*TEXT SEGMENT:*
The Conservatives' attack on immigrants makes clear that poor people, working people, people of colour, and families of people from these groups need not apply to come to Canada as permanent residents. They should only come if they are willing to come temporarily as workers in exploitative and marginal jobs where complaining about work conditions can result in job loss, loss of status, and thus deportation.
This is particularly revolting in a context where the Canadian government and Canadian corporations actively participate in the creation and reinforcement of a system of global displacement of migrants and refugees fleeing poverty, persecution, war, and corporate exploitation of their lands.
We must oppose the anti-democratic and anti-immigrant changes. We must fight for a society that does not exclude and marginalize poor and working people, people of colour from the global south, and that does not deport, detain, and further exploit immigrants and refugees.
:
I just want to briefly touch upon three points.
One is that I'm an organizer with the Immigrant Workers Center, and I'm speaking for Solidarity Across Borders.
I think originally this forum was meant to take place in Côte-des-Neiges. It's regretful that it isn't there, because I don't think many of the people we work with, whether they be the domestic workers themselves or whether they be Sri Lankan migrants in textile factories--the people whom this is actually going to affect--are actually able to be here to present. So it's really regretful that this hearing isn't taking place in Côte-des-Neiges, where it was originally meant to be held.
I want to speak about regularization. For Solidarity Across Borders, I think we see the temporary foreign worker program as well as what will start to take place--the low-skilled worker pilot project--as inherently flawed. Essentially you create a permanent two-tiered immigration system. Many people have already explained the situation of those who will be limited in terms of their rights, limited in where they can actually work, limited in their labour rights, and thus limited in actually being able to exercise the same full rights that people with permanent residency or citizenship actually are able to exercise.
I want to speak about the case of someone who flew all the way from Edmonton to Montreal because she couldn't find any help. She's here on the temporary foreign worker program working at a Super 8 motel in Edmonton with a group of other Filipino migrants. The abuse was so grave in their workplace that they left the workplace. She lost her status and had to apply for restoration and wasn't able to gain her restoration until she got another labour market opinion. If you're tying immigration to a labour market opinion, immigration is going to fall under the HRSDC, and this creates a permanent two-tiered system. Now she faces deportation back to the Philippines after she came here to seek a better life. When she came here, the only reason she was losing her status was because she no longer wanted to be abused in the workplace.
Full regularization is completely possible. We've seen it in Europe. We've recently seen it in Spain. I know a motion was tabled in Parliament last session to discuss full regularization. You are right now creating a system in which you have minimum 250,000 people without any rights who are non-status “illegal”, and on top of that you have 200,000 more people under temporary foreign worker programs.

*EXERCISE SET:*
1/ According to the testimony on immigration, at what kind of workplace was the worker from Edmonton employed?
2/ From the testimony on immigration, reproduce everything from "I want to speak about the" down to "in the workplace.".

*ROWS:*
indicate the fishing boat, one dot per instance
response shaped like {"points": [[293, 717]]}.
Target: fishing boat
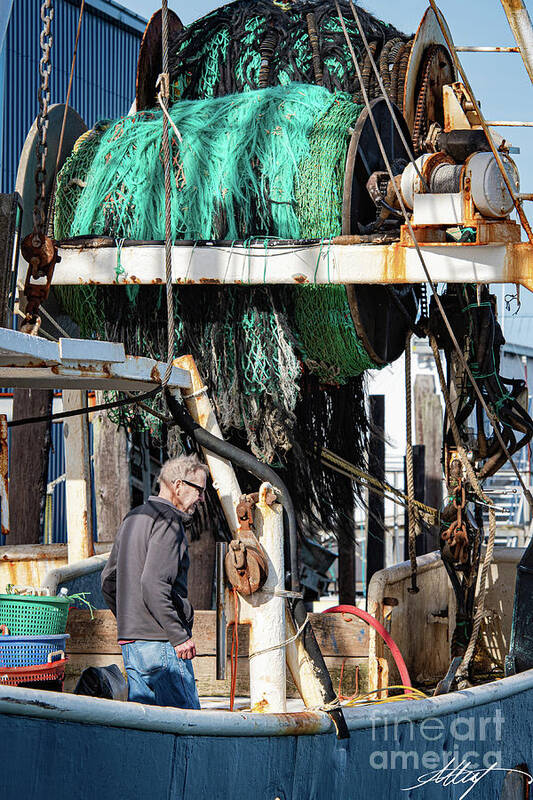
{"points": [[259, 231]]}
...
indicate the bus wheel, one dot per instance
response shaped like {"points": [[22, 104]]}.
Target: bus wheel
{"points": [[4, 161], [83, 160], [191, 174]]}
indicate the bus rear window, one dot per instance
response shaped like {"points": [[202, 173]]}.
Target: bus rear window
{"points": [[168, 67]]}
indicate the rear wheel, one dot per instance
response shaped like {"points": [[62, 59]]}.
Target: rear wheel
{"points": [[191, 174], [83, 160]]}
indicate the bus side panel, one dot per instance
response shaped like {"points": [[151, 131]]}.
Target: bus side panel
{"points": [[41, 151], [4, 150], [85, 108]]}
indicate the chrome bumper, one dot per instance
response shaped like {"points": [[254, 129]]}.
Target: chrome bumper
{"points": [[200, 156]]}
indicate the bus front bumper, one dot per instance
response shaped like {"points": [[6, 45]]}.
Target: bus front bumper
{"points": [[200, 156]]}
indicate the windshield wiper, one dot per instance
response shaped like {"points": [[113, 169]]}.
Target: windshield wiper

*THE ANSWERS:*
1/ She worked at a Super 8 motel in Edmonton.

2/
I want to speak about the case of someone who flew all the way from Edmonton to Montreal because she couldn't find any help. She's here on the temporary foreign worker program working at a Super 8 motel in Edmonton with a group of other Filipino migrants. The abuse was so grave in their workplace that they left the workplace. She lost her status and had to apply for restoration and wasn't able to gain her restoration until she got another labour market opinion. If you're tying immigration to a labour market opinion, immigration is going to fall under the HRSDC, and this creates a permanent two-tiered system. Now she faces deportation back to the Philippines after she came here to seek a better life. When she came here, the only reason she was losing her status was because she no longer wanted to be abused in the workplace.